What needs to be done: Lines containing the string "door": how many are there below? Answer with the number only.

Information:
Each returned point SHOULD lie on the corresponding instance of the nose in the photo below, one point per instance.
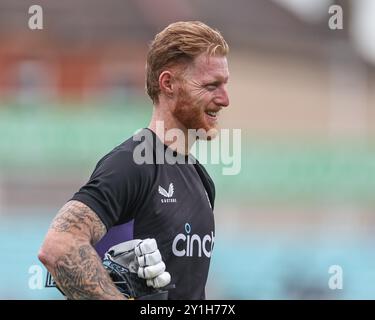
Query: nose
(222, 99)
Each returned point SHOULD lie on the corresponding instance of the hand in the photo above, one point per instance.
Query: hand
(142, 257)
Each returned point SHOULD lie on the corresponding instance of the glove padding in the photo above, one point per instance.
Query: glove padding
(143, 258)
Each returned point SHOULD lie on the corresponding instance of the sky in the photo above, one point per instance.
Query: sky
(362, 25)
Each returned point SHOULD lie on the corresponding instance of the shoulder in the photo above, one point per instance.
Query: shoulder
(123, 160)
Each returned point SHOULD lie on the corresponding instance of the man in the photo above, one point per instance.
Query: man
(172, 204)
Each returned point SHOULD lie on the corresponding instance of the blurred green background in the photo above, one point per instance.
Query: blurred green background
(302, 94)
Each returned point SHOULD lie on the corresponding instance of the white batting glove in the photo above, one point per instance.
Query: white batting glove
(142, 257)
(151, 265)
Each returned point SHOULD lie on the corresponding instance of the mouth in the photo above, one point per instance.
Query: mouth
(212, 115)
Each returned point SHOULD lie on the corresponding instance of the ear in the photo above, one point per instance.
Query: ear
(166, 83)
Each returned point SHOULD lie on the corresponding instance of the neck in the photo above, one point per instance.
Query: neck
(171, 131)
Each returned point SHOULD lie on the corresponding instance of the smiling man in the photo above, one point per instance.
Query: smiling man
(170, 205)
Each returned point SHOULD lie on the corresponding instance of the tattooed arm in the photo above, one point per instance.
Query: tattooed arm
(68, 253)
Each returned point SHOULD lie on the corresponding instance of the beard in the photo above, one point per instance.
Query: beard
(191, 114)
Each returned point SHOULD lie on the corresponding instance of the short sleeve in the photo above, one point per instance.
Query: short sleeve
(114, 188)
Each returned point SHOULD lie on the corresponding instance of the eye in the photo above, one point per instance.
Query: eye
(211, 87)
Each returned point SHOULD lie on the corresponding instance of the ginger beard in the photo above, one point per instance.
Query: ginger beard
(191, 113)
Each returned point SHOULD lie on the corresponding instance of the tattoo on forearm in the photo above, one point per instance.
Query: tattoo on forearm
(80, 275)
(75, 215)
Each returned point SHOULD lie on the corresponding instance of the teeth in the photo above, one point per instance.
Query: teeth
(211, 113)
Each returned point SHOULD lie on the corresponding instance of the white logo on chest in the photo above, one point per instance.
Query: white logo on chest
(167, 195)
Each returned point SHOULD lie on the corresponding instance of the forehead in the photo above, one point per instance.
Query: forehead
(211, 67)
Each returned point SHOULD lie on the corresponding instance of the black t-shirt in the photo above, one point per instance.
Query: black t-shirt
(172, 203)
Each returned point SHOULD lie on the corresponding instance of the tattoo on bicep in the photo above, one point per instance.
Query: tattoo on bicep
(80, 275)
(76, 215)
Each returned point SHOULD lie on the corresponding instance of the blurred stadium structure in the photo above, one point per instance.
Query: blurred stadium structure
(302, 94)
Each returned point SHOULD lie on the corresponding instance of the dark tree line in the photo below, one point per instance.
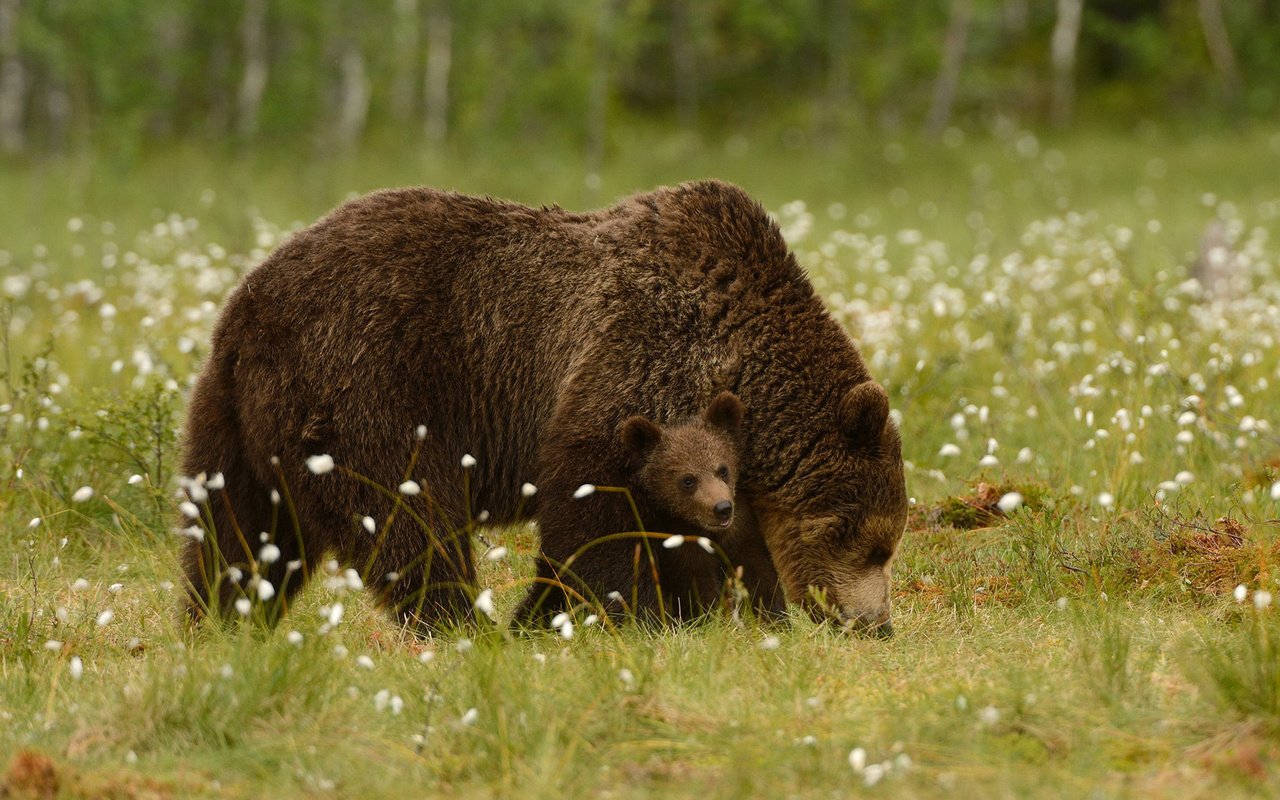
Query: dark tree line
(330, 72)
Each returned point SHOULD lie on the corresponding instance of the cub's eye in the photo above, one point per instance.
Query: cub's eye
(878, 557)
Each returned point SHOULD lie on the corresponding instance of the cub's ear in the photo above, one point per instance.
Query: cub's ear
(863, 412)
(725, 412)
(639, 435)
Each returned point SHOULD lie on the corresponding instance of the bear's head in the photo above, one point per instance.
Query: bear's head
(690, 469)
(833, 524)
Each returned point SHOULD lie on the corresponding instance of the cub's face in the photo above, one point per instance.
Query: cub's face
(690, 469)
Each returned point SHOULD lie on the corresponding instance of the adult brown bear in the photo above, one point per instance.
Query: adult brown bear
(525, 337)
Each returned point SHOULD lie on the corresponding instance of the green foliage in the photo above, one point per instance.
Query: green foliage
(127, 73)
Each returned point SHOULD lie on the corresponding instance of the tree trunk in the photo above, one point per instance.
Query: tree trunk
(352, 96)
(684, 58)
(405, 81)
(952, 59)
(13, 81)
(839, 68)
(1066, 35)
(1220, 48)
(248, 99)
(598, 103)
(439, 58)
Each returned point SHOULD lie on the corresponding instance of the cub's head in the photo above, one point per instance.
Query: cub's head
(690, 469)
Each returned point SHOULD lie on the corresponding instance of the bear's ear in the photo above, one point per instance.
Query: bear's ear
(725, 412)
(639, 435)
(863, 412)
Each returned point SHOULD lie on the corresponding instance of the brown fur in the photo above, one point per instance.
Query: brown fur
(525, 337)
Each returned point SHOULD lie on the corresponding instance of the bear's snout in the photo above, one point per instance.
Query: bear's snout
(723, 512)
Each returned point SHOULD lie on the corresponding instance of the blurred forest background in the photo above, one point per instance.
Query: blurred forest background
(332, 74)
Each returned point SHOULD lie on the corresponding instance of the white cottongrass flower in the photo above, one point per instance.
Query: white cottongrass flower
(484, 603)
(873, 775)
(321, 464)
(1010, 502)
(858, 759)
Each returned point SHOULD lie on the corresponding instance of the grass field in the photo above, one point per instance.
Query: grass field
(1083, 595)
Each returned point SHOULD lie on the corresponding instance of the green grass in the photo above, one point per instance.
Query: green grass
(1015, 300)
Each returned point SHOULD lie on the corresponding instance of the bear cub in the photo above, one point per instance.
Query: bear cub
(689, 469)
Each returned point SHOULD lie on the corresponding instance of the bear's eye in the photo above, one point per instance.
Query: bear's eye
(878, 557)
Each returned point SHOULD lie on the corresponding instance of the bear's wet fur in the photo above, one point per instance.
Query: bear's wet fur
(525, 337)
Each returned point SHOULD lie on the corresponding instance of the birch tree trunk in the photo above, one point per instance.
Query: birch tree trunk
(598, 101)
(403, 82)
(952, 59)
(13, 81)
(1220, 51)
(439, 59)
(1066, 36)
(248, 99)
(352, 95)
(839, 109)
(684, 58)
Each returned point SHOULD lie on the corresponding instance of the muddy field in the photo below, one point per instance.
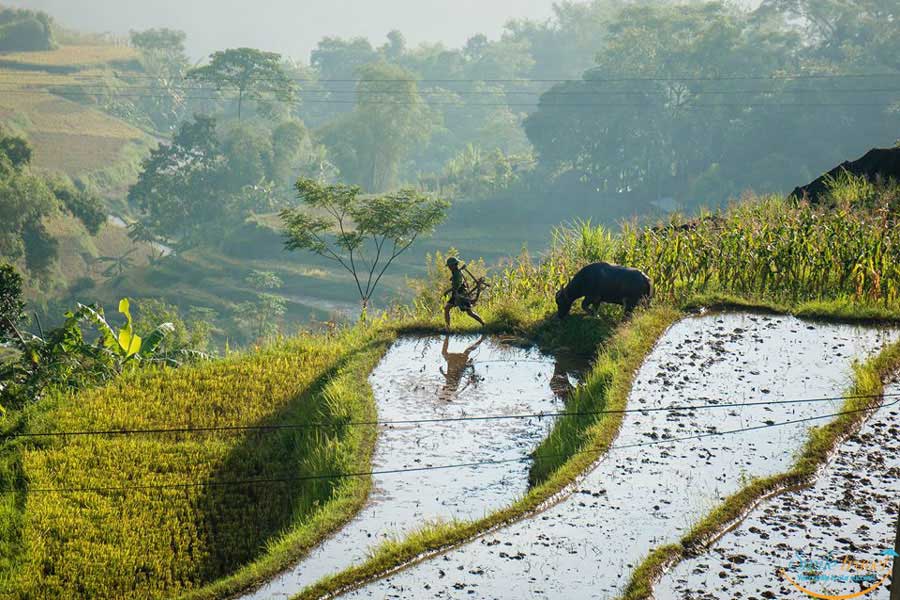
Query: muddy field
(850, 511)
(438, 377)
(640, 497)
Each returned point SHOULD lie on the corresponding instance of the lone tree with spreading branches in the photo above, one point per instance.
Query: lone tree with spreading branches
(249, 71)
(363, 234)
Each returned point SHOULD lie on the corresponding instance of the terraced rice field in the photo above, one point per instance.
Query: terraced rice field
(850, 511)
(668, 468)
(436, 378)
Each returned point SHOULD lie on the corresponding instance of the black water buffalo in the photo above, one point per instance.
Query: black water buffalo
(876, 164)
(603, 282)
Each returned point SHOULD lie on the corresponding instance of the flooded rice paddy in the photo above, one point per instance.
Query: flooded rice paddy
(637, 498)
(443, 377)
(851, 510)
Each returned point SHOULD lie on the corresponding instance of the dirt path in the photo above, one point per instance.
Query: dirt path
(421, 378)
(850, 511)
(636, 499)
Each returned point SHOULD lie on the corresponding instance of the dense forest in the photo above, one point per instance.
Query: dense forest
(609, 110)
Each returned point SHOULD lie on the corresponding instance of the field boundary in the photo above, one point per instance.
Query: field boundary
(301, 539)
(820, 447)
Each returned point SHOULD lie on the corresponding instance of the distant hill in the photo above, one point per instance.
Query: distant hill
(79, 140)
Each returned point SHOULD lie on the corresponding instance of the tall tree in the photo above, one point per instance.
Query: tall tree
(364, 235)
(182, 189)
(252, 73)
(390, 120)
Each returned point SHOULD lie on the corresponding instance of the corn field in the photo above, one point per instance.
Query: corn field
(767, 248)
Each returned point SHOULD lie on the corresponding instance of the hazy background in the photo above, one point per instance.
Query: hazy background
(293, 27)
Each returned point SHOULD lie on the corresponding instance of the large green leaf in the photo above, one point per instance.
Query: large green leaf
(107, 335)
(129, 342)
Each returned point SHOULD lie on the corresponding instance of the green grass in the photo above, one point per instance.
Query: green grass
(821, 443)
(213, 546)
(571, 448)
(155, 543)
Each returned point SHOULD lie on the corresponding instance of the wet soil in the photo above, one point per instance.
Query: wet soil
(851, 510)
(636, 499)
(438, 377)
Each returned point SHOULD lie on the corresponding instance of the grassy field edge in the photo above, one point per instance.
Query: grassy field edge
(298, 541)
(606, 387)
(821, 444)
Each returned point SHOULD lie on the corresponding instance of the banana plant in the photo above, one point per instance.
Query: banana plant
(125, 343)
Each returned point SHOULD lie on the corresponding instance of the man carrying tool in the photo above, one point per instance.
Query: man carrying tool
(460, 296)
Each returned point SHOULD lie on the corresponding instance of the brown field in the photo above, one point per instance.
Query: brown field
(67, 136)
(72, 56)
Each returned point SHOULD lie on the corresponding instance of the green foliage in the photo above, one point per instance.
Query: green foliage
(164, 62)
(474, 174)
(11, 305)
(80, 202)
(182, 184)
(63, 358)
(259, 319)
(202, 532)
(27, 199)
(248, 71)
(25, 30)
(389, 122)
(364, 235)
(188, 336)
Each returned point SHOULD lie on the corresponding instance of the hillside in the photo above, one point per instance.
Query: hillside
(80, 140)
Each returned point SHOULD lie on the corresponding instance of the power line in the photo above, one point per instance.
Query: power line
(529, 80)
(100, 88)
(431, 420)
(475, 464)
(506, 104)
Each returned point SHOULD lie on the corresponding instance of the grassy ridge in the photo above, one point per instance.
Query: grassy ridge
(582, 442)
(821, 443)
(71, 56)
(152, 543)
(740, 258)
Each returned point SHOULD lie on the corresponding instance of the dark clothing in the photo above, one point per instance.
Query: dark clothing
(459, 293)
(603, 282)
(457, 281)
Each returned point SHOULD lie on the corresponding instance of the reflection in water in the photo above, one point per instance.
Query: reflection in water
(458, 364)
(415, 380)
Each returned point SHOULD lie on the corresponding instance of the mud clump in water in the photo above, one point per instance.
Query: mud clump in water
(638, 498)
(849, 511)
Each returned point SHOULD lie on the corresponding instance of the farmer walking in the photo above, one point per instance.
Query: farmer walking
(460, 296)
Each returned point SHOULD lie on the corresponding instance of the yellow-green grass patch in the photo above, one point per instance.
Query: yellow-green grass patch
(152, 543)
(72, 56)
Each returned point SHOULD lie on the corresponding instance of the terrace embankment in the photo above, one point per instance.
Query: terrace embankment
(667, 468)
(850, 511)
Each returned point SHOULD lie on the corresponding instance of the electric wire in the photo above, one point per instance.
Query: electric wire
(431, 420)
(474, 464)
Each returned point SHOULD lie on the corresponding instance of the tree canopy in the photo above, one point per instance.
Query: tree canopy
(248, 71)
(364, 235)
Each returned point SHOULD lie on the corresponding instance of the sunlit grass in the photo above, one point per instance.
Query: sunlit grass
(153, 543)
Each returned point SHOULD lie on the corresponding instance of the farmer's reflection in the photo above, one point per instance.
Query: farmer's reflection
(458, 364)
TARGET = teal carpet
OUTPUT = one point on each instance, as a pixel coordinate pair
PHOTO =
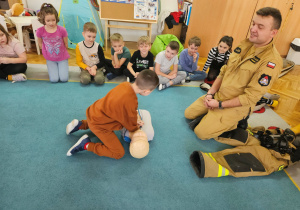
(35, 172)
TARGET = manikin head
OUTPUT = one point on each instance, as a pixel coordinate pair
(139, 145)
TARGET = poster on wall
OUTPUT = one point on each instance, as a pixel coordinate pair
(120, 1)
(145, 9)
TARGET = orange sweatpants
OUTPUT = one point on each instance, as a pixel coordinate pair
(110, 146)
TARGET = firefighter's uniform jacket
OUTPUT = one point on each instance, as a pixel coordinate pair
(249, 73)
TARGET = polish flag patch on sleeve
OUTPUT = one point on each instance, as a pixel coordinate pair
(271, 65)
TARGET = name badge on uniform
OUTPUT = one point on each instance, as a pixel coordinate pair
(271, 65)
(237, 50)
(255, 59)
(264, 80)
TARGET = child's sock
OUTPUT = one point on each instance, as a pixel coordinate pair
(110, 76)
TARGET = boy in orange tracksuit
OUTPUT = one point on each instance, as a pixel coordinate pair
(116, 110)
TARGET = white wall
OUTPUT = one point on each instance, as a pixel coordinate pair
(129, 35)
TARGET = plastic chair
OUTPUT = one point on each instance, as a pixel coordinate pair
(35, 25)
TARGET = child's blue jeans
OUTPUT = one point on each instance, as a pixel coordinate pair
(195, 75)
(58, 70)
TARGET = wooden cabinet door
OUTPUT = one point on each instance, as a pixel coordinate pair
(213, 19)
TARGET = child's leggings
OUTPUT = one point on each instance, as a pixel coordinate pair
(11, 69)
(58, 70)
(111, 146)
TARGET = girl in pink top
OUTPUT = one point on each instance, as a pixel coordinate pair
(53, 40)
(12, 57)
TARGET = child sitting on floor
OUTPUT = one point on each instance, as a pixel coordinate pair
(120, 56)
(140, 60)
(217, 57)
(188, 61)
(163, 62)
(12, 57)
(89, 56)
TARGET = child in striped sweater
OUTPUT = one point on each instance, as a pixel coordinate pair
(217, 57)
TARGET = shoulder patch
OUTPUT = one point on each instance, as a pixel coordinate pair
(237, 50)
(271, 65)
(255, 59)
(280, 167)
(264, 80)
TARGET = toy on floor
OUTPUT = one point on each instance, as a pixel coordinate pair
(147, 127)
(139, 145)
(15, 10)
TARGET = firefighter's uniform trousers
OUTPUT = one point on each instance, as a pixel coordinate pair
(247, 159)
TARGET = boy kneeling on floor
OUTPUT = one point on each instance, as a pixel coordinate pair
(116, 110)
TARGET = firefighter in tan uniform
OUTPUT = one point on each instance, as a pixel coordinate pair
(251, 70)
(265, 152)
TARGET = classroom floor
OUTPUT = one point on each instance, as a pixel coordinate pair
(288, 86)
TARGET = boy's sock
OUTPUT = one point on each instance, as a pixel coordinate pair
(17, 77)
(73, 126)
(81, 145)
(110, 76)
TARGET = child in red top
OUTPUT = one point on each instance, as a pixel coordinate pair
(116, 110)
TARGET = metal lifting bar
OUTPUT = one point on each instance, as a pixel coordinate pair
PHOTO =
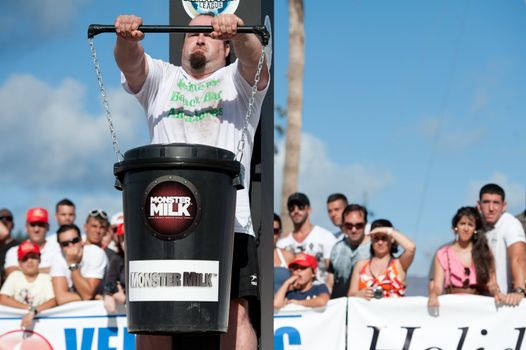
(260, 31)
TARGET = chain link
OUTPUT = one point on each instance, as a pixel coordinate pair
(254, 90)
(244, 131)
(105, 103)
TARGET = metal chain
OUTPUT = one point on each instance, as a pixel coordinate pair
(254, 90)
(244, 131)
(105, 103)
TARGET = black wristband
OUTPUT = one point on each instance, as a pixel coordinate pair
(519, 290)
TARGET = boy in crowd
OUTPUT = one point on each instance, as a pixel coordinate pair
(37, 226)
(28, 288)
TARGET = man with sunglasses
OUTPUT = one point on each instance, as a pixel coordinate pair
(306, 237)
(37, 226)
(6, 241)
(78, 271)
(348, 251)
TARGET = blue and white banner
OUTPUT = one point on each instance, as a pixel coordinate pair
(297, 327)
(83, 325)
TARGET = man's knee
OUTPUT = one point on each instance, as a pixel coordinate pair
(239, 311)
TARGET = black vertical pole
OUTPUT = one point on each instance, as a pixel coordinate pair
(252, 12)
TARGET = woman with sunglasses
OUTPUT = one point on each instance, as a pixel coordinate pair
(383, 275)
(466, 265)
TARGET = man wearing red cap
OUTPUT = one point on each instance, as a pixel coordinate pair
(28, 288)
(301, 288)
(6, 241)
(37, 226)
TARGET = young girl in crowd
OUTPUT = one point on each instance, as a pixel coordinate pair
(466, 265)
(383, 275)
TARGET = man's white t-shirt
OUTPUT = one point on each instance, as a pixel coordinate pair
(210, 111)
(93, 264)
(32, 293)
(318, 243)
(51, 248)
(507, 231)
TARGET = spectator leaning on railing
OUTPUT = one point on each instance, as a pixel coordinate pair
(78, 271)
(383, 275)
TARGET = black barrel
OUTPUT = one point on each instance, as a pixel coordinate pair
(179, 214)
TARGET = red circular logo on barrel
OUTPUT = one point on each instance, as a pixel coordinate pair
(172, 207)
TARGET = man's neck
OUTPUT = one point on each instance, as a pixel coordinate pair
(354, 245)
(6, 240)
(301, 232)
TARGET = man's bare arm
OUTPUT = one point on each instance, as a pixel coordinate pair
(246, 46)
(129, 53)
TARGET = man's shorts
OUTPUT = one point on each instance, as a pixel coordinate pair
(245, 275)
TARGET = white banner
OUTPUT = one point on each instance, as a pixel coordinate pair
(464, 322)
(297, 327)
(82, 325)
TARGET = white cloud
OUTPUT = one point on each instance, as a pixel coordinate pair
(28, 23)
(320, 176)
(456, 138)
(48, 139)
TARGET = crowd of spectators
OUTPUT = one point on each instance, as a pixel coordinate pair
(46, 270)
(486, 257)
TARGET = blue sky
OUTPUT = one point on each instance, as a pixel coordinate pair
(410, 105)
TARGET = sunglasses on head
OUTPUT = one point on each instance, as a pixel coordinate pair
(98, 212)
(299, 205)
(348, 226)
(30, 256)
(383, 238)
(6, 218)
(65, 244)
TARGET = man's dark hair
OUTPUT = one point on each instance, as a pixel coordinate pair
(67, 202)
(355, 207)
(68, 227)
(278, 219)
(492, 189)
(337, 196)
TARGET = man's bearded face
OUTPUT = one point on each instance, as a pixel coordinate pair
(197, 60)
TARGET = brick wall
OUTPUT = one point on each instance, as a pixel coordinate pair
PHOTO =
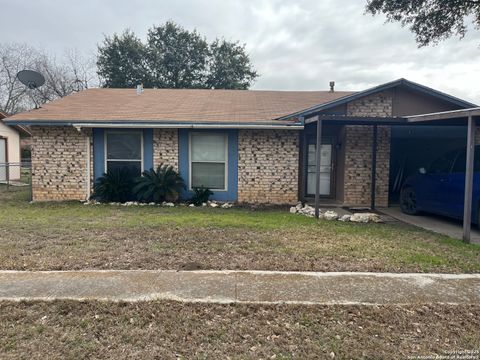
(358, 152)
(165, 147)
(59, 163)
(268, 166)
(358, 165)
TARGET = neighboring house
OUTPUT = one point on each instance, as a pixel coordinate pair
(248, 146)
(9, 151)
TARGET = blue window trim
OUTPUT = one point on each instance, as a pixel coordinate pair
(184, 164)
(99, 150)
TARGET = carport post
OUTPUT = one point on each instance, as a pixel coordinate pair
(467, 209)
(317, 167)
(374, 167)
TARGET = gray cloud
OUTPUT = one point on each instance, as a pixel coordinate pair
(294, 44)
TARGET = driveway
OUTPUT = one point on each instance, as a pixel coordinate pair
(435, 223)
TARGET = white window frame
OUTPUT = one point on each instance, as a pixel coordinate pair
(105, 144)
(190, 162)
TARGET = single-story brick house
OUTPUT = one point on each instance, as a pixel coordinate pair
(248, 146)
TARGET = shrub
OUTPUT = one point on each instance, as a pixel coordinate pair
(114, 186)
(200, 195)
(164, 184)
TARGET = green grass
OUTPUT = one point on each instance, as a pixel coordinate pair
(69, 235)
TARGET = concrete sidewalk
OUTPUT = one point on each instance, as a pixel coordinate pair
(242, 286)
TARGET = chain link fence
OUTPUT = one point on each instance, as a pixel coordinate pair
(16, 176)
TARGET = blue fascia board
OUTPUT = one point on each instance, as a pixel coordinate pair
(147, 149)
(380, 88)
(231, 194)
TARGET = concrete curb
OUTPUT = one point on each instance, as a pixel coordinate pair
(251, 287)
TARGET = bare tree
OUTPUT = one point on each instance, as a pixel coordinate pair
(13, 94)
(74, 72)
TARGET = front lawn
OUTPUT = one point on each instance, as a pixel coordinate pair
(173, 330)
(65, 236)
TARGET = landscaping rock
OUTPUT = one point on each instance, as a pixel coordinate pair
(130, 203)
(330, 215)
(365, 218)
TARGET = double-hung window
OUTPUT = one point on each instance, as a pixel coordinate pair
(123, 149)
(208, 160)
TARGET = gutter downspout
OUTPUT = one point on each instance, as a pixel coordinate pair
(88, 169)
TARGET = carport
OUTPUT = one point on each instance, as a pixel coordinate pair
(466, 118)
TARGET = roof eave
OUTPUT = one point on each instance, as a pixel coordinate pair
(380, 88)
(162, 124)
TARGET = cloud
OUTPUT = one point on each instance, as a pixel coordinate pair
(299, 45)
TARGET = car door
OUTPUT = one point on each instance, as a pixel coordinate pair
(456, 185)
(437, 183)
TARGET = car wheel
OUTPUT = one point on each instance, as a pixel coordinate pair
(408, 201)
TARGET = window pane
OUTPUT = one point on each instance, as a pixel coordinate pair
(210, 175)
(208, 147)
(443, 164)
(124, 146)
(135, 167)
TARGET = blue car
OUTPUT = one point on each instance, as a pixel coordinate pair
(440, 188)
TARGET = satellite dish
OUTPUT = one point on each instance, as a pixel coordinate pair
(31, 79)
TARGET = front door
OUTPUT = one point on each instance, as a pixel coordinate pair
(326, 167)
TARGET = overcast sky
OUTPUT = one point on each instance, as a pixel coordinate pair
(294, 45)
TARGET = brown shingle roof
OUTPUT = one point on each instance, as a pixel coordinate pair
(96, 105)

Your response: 3